Vorliegender Auszug -
----
Noch kaum ein Taschenbuch, das der CLV Verlag bisher herausgegeben hat, löste so viele Reaktionen aus wie dieses. Einige der besorgten Leserbriefe und die Stellungnahme von Wolfgang Bühne mit dem Titel „Ein ‚Ring‘ und viele Missverständnisse“ habe ich gelesen.

Gleich vorweg: Auch ich bedaure sehr, dass dieses Buch herausgegeben wurde – im Gegensatz zu sehr vielen guten Büchern, die der CLV bisher veröffentlicht hat – und ich denke, dass die Kritik daran nicht (nur) auf „Missverständnissen“ beruht.

Der Schwerpunkt meiner Kritik betrifft aber nicht die Frage, ob „Herr der Ringe“ okkult sei und worin die Unterschiede zu „Harry Potter“ liegen. (Zu diesem Aspekt empfehle ich den Artikel von David Cloud „Tolkien und der Herr der Ringe“, in deutscher Übersetzung auf www.betanien.de. Des weiteren möchte ich auf den (englischen) Artikel „Tolkien‘s Lord of the Rings: Truth, Myth or Both?“ von Berit Kjos verweisen (crossroad.to/articles2/rings.htm).
----
[Zeilen aus einem Datensatz zum Zeigen]
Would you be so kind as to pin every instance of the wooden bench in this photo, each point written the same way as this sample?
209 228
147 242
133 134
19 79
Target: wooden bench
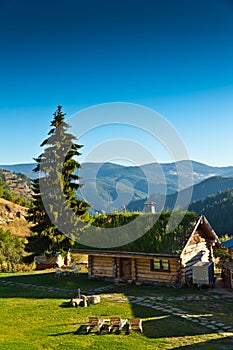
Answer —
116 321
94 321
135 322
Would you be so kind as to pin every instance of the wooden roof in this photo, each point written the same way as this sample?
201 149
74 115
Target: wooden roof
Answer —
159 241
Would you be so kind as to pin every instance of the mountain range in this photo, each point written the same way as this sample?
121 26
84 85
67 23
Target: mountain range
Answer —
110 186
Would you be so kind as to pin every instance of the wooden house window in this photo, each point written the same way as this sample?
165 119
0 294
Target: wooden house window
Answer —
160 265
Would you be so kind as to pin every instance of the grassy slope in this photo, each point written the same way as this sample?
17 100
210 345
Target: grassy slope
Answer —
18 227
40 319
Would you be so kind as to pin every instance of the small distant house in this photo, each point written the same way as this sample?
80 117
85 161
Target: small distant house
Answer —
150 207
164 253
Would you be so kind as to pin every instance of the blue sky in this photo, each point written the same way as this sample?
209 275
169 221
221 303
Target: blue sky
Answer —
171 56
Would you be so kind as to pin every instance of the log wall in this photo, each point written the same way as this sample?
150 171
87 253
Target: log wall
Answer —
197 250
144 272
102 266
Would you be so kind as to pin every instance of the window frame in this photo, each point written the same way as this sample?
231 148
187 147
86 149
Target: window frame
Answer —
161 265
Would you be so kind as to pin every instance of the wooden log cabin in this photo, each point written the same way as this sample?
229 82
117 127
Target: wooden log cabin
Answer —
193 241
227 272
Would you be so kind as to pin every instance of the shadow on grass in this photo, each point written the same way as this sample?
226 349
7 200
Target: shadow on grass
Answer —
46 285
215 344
----
Zu bearbeitende Aufgaben -
A: Wiederhole den Auszug vollständig und ohne jede Abweichung.
B: Ändere in den Zeilen den Abschnitt von der Zeile mit „the wooden house“ bis zum Ende der Zeilen, indem du „grassy slope“ durch „grassy hillside“ ersetzt. Gib nur diesen Abschnitt aus, sonst unverändert.

Lösungen im Überblick -
A:
Noch kaum ein Taschenbuch, das der CLV Verlag bisher herausgegeben hat, löste so viele Reaktionen aus wie dieses. Einige der besorgten Leserbriefe und die Stellungnahme von Wolfgang Bühne mit dem Titel „Ein ‚Ring‘ und viele Missverständnisse“ habe ich gelesen.

Gleich vorweg: Auch ich bedaure sehr, dass dieses Buch herausgegeben wurde – im Gegensatz zu sehr vielen guten Büchern, die der CLV bisher veröffentlicht hat – und ich denke, dass die Kritik daran nicht (nur) auf „Missverständnissen“ beruht.

Der Schwerpunkt meiner Kritik betrifft aber nicht die Frage, ob „Herr der Ringe“ okkult sei und worin die Unterschiede zu „Harry Potter“ liegen. (Zu diesem Aspekt empfehle ich den Artikel von David Cloud „Tolkien und der Herr der Ringe“, in deutscher Übersetzung auf www.betanien.de. Des weiteren möchte ich auf den (englischen) Artikel „Tolkien‘s Lord of the Rings: Truth, Myth or Both?“ von Berit Kjos verweisen (crossroad.to/articles2/rings.htm).

B:
Would you be so kind as to pin every instance of the wooden house window in this photo, each point written the same way as this sample?
165 119
0 294
Target: wooden house window
Answer —
160 265
Would you be so kind as to pin every instance of the grassy hillside in this photo, each point written the same way as this sample?
17 100
210 345
Target: grassy hillside
Answer —
18 227
40 319
Would you be so kind as to pin every instance of the small distant house in this photo, each point written the same way as this sample?
80 117
85 161
Target: small distant house
Answer —
150 207
164 253
Would you be so kind as to pin every instance of the blue sky in this photo, each point written the same way as this sample?
209 275
169 221
221 303
Target: blue sky
Answer —
171 56
Would you be so kind as to pin every instance of the log wall in this photo, each point written the same way as this sample?
150 171
87 253
Target: log wall
Answer —
197 250
144 272
102 266
Would you be so kind as to pin every instance of the window frame in this photo, each point written the same way as this sample?
231 148
187 147
86 149
Target: window frame
Answer —
161 265
Would you be so kind as to pin every instance of the wooden log cabin in this photo, each point written the same way as this sample?
229 82
117 127
Target: wooden log cabin
Answer —
193 241
227 272
Would you be so kind as to pin every instance of the shadow on grass in this photo, each point written the same way as this sample?
226 349
7 200
Target: shadow on grass
Answer —
46 285
215 344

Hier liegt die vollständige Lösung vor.